### 풀어 볼 과제:
아래 기록에서 "of the driver"이 들어 있는 줄부터 기록의 마지막 줄까지를 한 글자도 바꾸지 말고 그대로 다시 쓰시오. 시작 줄과 마지막 줄도 포함한다.
========
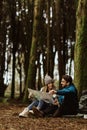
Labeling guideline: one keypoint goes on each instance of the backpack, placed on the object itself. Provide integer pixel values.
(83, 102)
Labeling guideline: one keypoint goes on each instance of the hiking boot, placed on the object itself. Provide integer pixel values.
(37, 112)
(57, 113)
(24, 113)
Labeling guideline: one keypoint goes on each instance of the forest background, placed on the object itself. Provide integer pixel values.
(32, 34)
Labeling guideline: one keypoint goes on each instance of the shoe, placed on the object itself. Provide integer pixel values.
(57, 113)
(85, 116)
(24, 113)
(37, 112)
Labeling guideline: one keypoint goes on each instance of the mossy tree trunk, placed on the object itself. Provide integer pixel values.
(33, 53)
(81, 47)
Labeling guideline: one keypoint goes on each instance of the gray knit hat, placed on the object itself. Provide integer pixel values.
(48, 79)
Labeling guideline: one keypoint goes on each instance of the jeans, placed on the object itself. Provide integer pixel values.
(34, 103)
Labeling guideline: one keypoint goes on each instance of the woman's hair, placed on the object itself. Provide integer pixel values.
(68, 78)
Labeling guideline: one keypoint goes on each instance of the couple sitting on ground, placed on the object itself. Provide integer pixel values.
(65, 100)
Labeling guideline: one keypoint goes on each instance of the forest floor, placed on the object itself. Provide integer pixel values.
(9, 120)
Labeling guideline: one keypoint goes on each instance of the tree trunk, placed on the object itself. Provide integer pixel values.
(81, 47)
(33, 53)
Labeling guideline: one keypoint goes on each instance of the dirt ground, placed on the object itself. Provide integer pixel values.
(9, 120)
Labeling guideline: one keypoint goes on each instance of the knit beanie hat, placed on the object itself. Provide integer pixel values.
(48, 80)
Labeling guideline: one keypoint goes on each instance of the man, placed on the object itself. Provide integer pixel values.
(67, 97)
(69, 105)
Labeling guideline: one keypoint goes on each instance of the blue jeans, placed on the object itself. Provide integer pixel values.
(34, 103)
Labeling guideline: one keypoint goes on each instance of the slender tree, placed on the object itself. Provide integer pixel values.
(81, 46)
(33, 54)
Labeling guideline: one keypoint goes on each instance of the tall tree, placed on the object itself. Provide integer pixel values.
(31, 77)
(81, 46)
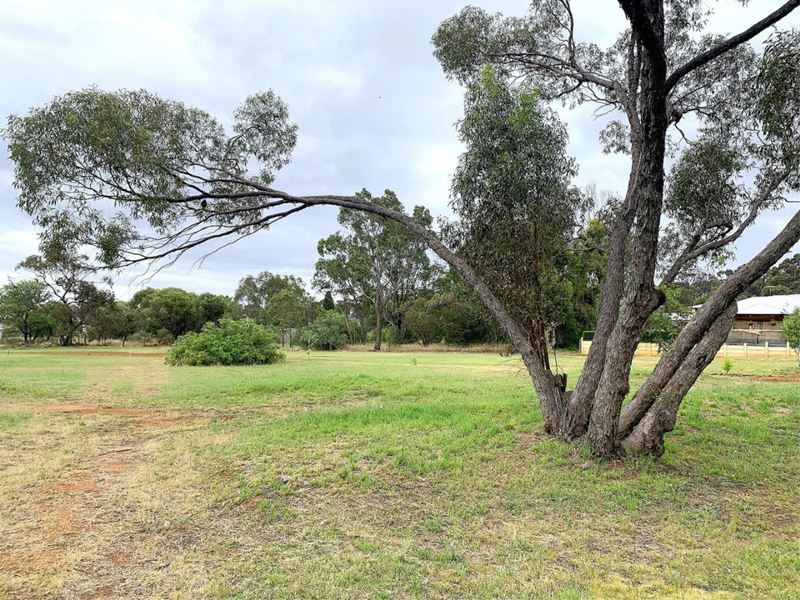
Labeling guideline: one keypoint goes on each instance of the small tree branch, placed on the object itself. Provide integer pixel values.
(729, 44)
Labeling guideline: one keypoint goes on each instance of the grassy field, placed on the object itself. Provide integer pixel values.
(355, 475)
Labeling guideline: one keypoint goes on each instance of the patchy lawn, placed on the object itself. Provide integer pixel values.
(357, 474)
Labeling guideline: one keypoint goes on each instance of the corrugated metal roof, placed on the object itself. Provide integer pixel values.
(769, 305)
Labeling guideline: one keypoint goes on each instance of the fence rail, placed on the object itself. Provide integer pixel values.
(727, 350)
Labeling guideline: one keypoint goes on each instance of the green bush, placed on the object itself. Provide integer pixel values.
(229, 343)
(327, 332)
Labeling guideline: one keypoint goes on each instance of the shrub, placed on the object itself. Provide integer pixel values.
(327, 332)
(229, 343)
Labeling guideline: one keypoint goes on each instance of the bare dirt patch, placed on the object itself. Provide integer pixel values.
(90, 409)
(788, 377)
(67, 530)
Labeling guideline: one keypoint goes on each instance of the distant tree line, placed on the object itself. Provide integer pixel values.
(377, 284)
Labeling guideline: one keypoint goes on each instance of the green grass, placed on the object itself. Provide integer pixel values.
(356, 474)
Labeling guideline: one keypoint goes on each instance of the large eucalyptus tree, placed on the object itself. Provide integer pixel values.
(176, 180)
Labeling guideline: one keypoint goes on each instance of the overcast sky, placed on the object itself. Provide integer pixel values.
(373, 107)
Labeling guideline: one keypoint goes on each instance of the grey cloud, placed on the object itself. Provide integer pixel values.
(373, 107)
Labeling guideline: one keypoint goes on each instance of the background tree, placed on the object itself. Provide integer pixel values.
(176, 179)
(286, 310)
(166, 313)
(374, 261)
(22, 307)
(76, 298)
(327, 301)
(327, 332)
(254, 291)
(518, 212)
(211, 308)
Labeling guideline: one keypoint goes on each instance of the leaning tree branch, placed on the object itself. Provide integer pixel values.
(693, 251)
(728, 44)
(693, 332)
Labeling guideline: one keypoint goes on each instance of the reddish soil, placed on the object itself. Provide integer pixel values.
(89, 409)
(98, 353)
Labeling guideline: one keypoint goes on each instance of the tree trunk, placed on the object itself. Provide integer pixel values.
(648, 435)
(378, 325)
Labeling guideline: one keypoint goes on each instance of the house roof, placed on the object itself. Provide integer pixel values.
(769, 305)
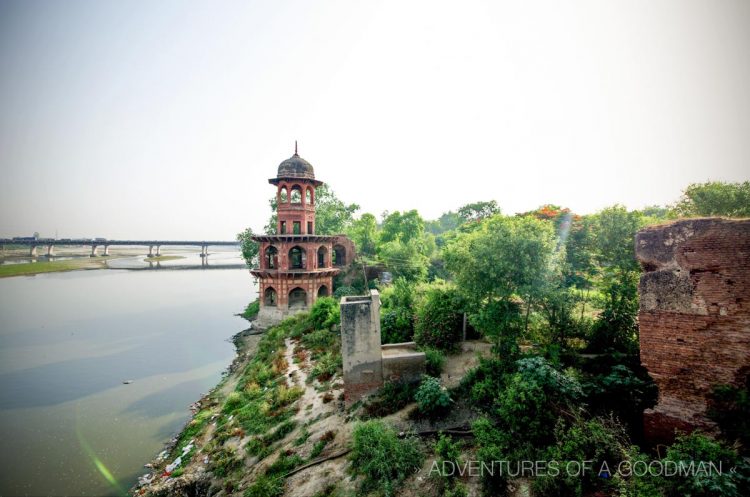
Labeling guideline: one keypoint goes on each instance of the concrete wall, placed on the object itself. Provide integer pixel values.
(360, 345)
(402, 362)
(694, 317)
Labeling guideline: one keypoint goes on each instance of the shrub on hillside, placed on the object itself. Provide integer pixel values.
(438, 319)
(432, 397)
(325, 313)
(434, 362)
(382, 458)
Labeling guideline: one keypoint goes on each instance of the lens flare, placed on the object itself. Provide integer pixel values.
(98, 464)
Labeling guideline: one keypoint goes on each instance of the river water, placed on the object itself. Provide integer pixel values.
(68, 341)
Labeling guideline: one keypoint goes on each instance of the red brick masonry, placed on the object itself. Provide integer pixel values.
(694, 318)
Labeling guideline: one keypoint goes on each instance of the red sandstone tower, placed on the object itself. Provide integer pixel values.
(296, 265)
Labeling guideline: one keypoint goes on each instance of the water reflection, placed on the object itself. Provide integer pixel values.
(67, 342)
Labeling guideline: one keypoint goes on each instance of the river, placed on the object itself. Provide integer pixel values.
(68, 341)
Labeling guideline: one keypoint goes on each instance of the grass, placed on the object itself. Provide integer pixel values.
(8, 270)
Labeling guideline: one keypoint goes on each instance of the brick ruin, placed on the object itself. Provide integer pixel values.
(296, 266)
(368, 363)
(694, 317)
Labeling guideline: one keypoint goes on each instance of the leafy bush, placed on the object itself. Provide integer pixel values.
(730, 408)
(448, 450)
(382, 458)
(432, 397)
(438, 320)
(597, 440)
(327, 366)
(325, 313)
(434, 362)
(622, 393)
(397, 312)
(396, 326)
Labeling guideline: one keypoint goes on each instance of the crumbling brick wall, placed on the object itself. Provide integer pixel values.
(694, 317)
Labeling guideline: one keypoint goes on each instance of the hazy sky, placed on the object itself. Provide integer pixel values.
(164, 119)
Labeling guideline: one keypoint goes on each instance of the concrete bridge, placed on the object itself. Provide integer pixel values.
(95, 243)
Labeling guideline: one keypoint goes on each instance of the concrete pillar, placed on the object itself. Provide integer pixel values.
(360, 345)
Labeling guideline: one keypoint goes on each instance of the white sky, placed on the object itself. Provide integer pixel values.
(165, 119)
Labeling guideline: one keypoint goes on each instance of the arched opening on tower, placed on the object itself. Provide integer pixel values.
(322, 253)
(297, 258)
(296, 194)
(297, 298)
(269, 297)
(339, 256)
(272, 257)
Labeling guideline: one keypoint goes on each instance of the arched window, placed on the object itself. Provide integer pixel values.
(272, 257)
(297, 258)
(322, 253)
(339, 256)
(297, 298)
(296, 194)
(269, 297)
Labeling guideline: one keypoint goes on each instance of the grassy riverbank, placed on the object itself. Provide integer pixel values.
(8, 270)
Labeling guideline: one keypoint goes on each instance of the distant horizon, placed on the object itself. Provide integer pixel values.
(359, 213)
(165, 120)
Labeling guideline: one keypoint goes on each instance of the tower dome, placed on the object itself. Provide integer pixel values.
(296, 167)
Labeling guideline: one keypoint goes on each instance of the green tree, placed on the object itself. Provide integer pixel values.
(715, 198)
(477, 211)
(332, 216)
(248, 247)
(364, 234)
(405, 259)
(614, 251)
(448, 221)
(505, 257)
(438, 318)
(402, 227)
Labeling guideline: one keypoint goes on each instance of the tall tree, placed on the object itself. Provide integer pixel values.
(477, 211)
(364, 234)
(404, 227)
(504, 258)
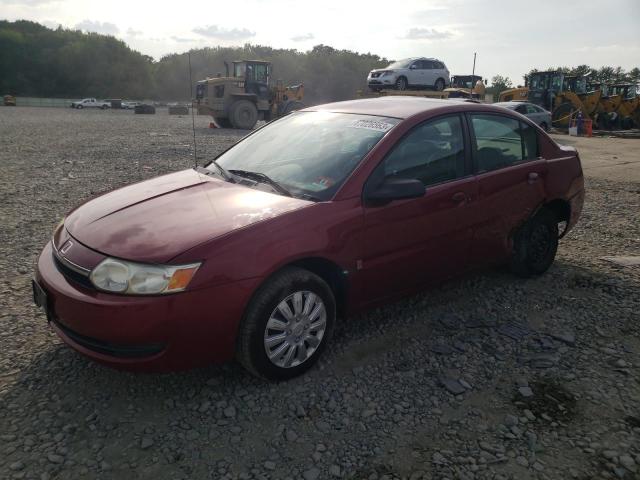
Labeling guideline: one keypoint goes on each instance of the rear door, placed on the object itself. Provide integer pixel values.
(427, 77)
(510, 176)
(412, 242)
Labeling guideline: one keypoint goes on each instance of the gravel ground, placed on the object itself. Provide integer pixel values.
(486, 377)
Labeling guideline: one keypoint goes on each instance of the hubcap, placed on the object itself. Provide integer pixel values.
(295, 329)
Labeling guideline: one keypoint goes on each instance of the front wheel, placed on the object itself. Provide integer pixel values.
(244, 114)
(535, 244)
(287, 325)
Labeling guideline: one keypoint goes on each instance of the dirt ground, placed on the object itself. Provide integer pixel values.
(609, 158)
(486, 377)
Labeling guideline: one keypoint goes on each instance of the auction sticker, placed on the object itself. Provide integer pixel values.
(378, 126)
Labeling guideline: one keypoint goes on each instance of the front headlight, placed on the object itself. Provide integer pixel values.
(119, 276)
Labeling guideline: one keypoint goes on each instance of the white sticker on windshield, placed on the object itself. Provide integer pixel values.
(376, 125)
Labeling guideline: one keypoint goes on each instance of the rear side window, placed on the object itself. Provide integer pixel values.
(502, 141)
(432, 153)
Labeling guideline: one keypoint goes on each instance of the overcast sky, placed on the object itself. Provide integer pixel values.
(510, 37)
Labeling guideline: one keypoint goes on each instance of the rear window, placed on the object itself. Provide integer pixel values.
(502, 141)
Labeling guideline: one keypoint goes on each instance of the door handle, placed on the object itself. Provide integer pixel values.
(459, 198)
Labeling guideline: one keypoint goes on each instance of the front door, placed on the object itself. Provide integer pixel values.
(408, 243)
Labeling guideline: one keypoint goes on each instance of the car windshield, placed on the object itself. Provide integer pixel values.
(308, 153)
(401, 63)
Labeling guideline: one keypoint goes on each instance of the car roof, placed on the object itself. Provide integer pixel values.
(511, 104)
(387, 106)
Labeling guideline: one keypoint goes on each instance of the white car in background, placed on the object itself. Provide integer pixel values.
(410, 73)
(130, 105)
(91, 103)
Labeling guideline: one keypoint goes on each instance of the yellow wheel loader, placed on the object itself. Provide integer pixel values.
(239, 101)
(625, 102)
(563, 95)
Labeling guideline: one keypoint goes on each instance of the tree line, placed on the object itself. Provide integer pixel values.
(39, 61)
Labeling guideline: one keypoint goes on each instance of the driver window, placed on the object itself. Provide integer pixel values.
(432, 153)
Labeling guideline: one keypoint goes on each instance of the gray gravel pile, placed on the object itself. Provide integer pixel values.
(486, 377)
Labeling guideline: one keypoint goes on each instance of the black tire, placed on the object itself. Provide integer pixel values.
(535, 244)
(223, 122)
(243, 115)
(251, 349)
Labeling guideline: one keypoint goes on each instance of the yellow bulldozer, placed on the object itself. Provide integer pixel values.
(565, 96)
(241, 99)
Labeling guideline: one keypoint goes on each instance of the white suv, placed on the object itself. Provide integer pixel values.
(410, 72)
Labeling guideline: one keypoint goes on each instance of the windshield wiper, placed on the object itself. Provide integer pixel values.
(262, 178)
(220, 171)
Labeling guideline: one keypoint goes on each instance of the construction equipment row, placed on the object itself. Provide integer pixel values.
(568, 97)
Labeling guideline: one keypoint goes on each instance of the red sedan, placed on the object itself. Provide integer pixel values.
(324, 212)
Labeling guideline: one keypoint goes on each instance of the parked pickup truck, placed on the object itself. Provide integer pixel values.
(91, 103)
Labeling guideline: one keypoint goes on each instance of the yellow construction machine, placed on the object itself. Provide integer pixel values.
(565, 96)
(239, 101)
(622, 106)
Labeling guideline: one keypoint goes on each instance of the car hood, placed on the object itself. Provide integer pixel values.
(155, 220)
========
### 풀이한 문제:
Labeling guideline: one keypoint goes on each instance of the driver window, placed on the object itself. Provide integer pixel values.
(432, 153)
Labeling guideline: one keypoint goes on each instance of the gray gravel pile, placed on the object itself. Provide integer pixel values.
(486, 377)
Labeling guideline: one keypoint goes on each instance of the black tire, placed on the object itself. Provide integer pixel values.
(535, 244)
(223, 122)
(243, 115)
(251, 349)
Labeling guideline: one keypoint goes on each instance of the yellow bulldozer, placed on the object itself. Provide integer pixel values.
(565, 96)
(241, 99)
Labeling guideline: one keypoint goes on each instance of the white suv, placed on the object itself. Provide integer pixel values.
(410, 72)
Labeling guideline: one keypoint goes on each instance of the windshield wiper, placed on the object itself. Provide integer pixel values.
(262, 178)
(220, 171)
Labeling guideline: one keypoint goes on each instance of the construction equipment row, placed on the object itself. Provide integer pixel values.
(568, 97)
Labeling guideline: one keypoint goes on each instance of the red sedan, placed on the object itself. Provide integer pixel values.
(324, 212)
Labeling guideline: one keypoint goes on each instance of the parked pickup truck, placed on the object itself. Provide integer pixel values.
(91, 103)
Labeling guideline: one keypoint goes on each instance of the yellow construction machine, placed on the object itself. Provide integer pixel values.
(565, 96)
(239, 101)
(622, 106)
Labeling guideline: one keypoint goes on each instance of the car hood, placed on the object itself. Provide integer pixel values.
(155, 220)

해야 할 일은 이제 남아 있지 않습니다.